* [BRIEF]
Report back every line below that carries the word "hoodie".

[Image point grounding data]
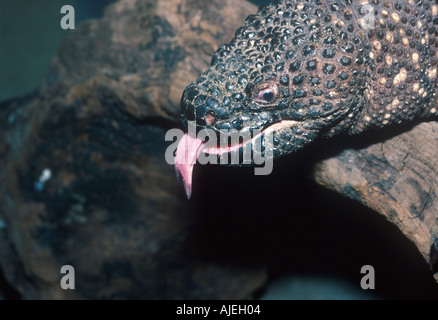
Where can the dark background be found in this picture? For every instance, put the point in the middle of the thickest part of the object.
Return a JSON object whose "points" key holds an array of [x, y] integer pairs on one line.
{"points": [[318, 251]]}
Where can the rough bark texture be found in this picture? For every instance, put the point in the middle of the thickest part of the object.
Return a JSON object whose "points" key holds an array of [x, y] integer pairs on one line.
{"points": [[111, 206], [399, 179]]}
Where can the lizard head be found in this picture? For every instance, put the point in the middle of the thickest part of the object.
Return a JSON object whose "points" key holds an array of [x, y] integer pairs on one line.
{"points": [[290, 70]]}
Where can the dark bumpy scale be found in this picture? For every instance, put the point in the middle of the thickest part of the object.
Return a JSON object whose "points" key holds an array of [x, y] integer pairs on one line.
{"points": [[321, 67]]}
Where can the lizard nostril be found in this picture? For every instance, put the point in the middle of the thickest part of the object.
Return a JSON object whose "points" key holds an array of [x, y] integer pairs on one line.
{"points": [[209, 119]]}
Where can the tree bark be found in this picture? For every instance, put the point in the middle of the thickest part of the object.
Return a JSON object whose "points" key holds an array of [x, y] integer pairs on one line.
{"points": [[399, 179], [83, 176]]}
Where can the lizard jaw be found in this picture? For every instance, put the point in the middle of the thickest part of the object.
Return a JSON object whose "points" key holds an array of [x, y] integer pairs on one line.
{"points": [[189, 148]]}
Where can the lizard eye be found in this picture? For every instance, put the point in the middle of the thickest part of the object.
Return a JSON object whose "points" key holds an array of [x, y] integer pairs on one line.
{"points": [[267, 93]]}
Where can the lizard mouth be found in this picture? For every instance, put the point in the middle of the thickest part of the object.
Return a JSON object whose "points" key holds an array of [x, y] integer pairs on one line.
{"points": [[189, 148]]}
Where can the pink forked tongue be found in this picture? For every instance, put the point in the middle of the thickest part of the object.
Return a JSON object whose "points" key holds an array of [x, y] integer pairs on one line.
{"points": [[187, 152]]}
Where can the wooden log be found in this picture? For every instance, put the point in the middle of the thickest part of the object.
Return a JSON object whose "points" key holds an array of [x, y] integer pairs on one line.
{"points": [[83, 177], [397, 178]]}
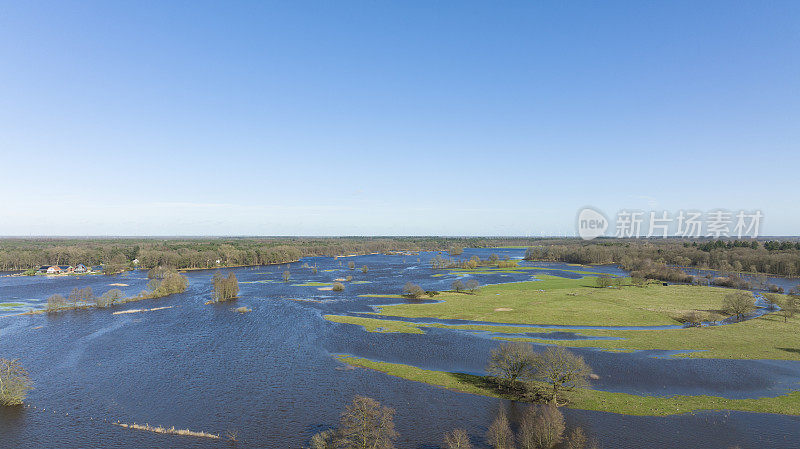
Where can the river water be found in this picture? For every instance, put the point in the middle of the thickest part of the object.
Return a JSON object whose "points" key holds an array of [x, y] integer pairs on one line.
{"points": [[270, 374]]}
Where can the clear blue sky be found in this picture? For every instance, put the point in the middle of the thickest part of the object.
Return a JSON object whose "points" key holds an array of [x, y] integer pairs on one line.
{"points": [[373, 117]]}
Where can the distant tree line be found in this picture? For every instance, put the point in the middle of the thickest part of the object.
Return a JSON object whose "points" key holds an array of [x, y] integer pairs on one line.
{"points": [[366, 424], [118, 254]]}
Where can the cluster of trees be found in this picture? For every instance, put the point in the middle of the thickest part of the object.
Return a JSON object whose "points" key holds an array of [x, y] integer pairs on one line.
{"points": [[738, 304], [779, 258], [366, 424], [440, 263], [540, 427], [413, 291], [515, 366], [15, 382], [224, 288], [163, 282], [23, 254]]}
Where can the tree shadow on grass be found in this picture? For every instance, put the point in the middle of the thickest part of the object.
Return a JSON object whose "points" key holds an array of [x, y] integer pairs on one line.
{"points": [[491, 386]]}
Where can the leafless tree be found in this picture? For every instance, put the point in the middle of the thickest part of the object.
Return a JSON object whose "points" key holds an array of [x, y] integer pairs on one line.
{"points": [[512, 361], [738, 304], [499, 435]]}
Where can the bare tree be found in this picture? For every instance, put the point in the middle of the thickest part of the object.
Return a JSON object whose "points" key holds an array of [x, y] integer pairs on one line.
{"points": [[512, 361], [14, 382], [738, 304], [542, 427], [413, 291], [576, 439], [564, 371], [366, 424], [499, 435], [457, 439]]}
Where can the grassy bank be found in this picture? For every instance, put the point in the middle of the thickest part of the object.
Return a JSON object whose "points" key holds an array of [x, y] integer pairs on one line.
{"points": [[561, 301], [766, 337], [622, 403]]}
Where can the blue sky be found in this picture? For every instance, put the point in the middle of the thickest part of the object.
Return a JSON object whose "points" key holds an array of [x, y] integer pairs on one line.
{"points": [[392, 118]]}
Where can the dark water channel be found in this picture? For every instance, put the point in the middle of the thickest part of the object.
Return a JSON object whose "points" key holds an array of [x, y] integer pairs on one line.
{"points": [[270, 373]]}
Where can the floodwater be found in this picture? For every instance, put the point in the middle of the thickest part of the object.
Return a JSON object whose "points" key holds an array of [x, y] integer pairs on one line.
{"points": [[270, 374]]}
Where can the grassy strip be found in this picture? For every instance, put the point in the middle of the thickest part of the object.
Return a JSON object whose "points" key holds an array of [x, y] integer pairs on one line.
{"points": [[623, 403], [766, 337], [168, 430], [561, 301]]}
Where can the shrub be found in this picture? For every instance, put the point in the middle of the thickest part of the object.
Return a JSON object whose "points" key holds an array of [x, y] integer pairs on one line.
{"points": [[457, 439], [224, 288], [499, 435], [412, 291], [109, 298], [364, 424], [541, 427], [56, 302]]}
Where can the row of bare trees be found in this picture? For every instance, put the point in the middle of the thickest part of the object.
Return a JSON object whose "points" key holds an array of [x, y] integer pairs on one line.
{"points": [[366, 424]]}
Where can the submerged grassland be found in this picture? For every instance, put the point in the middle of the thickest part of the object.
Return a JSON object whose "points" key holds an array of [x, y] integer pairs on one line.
{"points": [[623, 403], [577, 302]]}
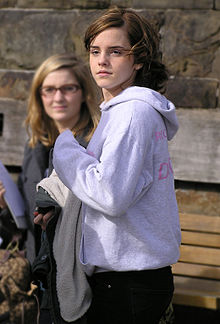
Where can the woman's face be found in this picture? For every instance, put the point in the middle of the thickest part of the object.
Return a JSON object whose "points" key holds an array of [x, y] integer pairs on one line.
{"points": [[111, 67], [62, 98]]}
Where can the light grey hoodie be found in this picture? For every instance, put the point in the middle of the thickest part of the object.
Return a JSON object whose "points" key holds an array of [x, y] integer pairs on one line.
{"points": [[125, 180]]}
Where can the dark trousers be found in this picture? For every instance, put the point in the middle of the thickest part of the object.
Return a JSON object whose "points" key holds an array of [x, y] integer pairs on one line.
{"points": [[133, 297]]}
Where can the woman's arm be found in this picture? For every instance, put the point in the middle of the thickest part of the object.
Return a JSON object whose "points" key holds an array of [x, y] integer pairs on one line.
{"points": [[113, 182]]}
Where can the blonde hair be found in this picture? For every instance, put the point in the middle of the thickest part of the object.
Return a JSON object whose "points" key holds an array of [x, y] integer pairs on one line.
{"points": [[39, 126]]}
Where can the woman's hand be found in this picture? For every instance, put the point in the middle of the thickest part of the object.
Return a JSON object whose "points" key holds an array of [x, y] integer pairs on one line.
{"points": [[2, 200], [42, 219]]}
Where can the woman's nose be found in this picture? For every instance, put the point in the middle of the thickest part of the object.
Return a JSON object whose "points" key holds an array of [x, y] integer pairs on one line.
{"points": [[58, 95], [103, 59]]}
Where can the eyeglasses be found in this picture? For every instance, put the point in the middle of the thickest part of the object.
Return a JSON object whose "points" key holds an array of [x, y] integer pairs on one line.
{"points": [[65, 90]]}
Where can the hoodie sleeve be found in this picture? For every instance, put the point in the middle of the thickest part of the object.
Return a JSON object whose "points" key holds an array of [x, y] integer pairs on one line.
{"points": [[115, 181]]}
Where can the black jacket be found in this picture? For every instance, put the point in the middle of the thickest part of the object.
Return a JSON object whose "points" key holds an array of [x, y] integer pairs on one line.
{"points": [[35, 163]]}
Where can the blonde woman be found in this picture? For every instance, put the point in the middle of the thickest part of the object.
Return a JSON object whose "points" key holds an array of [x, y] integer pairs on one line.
{"points": [[62, 96]]}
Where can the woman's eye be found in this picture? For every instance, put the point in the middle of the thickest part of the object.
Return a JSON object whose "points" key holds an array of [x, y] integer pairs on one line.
{"points": [[49, 90], [94, 52], [115, 52]]}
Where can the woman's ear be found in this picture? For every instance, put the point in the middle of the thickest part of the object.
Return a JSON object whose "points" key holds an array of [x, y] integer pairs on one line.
{"points": [[138, 66]]}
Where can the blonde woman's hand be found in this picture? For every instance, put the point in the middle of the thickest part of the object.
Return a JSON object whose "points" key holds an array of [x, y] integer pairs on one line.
{"points": [[2, 199], [43, 219]]}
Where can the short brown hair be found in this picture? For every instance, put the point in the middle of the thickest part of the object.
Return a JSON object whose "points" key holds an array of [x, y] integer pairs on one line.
{"points": [[144, 41]]}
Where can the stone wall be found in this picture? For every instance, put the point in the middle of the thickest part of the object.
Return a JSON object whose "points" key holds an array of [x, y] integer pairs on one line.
{"points": [[32, 30]]}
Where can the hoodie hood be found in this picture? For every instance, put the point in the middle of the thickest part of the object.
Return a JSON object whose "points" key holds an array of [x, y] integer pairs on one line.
{"points": [[153, 98]]}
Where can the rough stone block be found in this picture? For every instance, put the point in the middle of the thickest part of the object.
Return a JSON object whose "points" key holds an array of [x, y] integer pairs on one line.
{"points": [[24, 45], [195, 150], [198, 201], [15, 84], [173, 4], [193, 93], [7, 3], [217, 4], [64, 4], [13, 135], [190, 42]]}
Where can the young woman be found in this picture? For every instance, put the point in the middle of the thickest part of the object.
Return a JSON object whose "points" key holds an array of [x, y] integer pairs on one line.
{"points": [[62, 96], [131, 232]]}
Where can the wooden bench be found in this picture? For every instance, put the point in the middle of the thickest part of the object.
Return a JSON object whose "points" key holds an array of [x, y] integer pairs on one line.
{"points": [[197, 274]]}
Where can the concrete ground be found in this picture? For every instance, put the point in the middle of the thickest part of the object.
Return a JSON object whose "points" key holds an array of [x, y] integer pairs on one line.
{"points": [[195, 315]]}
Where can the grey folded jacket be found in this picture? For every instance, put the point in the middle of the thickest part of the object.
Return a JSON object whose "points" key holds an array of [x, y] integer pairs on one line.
{"points": [[73, 291]]}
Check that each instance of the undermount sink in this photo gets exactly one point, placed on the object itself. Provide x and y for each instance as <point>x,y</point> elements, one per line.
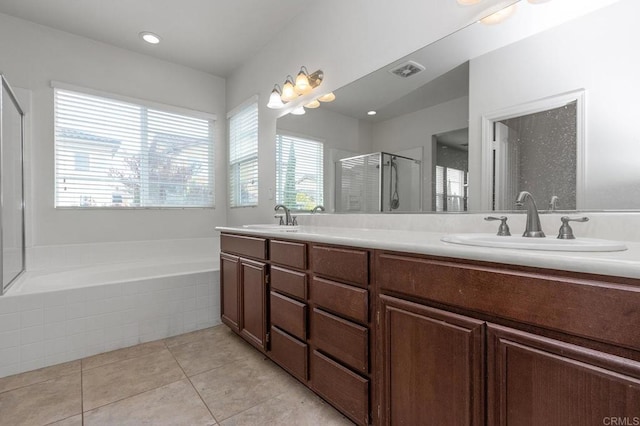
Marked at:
<point>529,243</point>
<point>272,227</point>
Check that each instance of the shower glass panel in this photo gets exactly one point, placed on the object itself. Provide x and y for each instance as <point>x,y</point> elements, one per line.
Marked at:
<point>12,262</point>
<point>378,182</point>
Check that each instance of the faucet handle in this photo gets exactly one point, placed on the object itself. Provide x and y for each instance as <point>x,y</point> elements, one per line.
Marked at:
<point>503,229</point>
<point>565,232</point>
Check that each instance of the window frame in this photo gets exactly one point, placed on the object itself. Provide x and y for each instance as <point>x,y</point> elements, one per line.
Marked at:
<point>147,105</point>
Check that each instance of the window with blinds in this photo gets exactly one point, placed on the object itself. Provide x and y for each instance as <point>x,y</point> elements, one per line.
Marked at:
<point>299,172</point>
<point>243,157</point>
<point>111,153</point>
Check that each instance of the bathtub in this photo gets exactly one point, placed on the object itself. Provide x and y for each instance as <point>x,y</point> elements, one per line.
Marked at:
<point>82,300</point>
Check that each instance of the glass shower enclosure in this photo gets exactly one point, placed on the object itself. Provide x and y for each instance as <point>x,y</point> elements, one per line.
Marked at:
<point>12,222</point>
<point>378,182</point>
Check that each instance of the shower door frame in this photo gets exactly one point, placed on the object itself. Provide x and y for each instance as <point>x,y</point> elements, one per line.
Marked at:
<point>14,100</point>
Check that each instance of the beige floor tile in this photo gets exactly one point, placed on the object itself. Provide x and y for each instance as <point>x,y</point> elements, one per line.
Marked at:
<point>298,407</point>
<point>42,403</point>
<point>173,404</point>
<point>210,351</point>
<point>70,421</point>
<point>240,385</point>
<point>122,354</point>
<point>119,380</point>
<point>37,376</point>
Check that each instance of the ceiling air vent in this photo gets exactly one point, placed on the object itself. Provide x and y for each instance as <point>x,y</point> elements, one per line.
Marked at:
<point>407,69</point>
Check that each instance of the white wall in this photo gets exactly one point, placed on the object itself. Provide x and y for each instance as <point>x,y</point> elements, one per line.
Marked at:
<point>30,57</point>
<point>596,53</point>
<point>347,39</point>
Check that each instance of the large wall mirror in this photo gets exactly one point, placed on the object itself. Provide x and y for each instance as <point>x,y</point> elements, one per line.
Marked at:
<point>544,101</point>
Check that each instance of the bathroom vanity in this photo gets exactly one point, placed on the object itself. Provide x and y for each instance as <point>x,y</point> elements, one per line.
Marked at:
<point>391,334</point>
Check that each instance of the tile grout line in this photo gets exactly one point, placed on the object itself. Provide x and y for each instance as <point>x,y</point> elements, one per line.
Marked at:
<point>191,383</point>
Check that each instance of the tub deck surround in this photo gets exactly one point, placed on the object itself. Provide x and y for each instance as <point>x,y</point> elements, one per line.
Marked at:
<point>81,300</point>
<point>622,263</point>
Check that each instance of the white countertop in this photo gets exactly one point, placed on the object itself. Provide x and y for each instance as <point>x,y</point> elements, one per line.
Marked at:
<point>620,263</point>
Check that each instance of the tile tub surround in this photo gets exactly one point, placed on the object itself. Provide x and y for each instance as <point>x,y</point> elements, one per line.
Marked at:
<point>241,387</point>
<point>49,327</point>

* [EXPECTED ANSWER]
Where can the light grey hoodie be found in this picture? For every instance, put the point in the middle of the thickest part of the object.
Where can the hoodie sleeve be found in this picture? For every instance, put the point in the middle of the thickest part of the object.
Where can the hoodie hood be found in this picture? For every instance, put the point in the middle of the thickest part of the object.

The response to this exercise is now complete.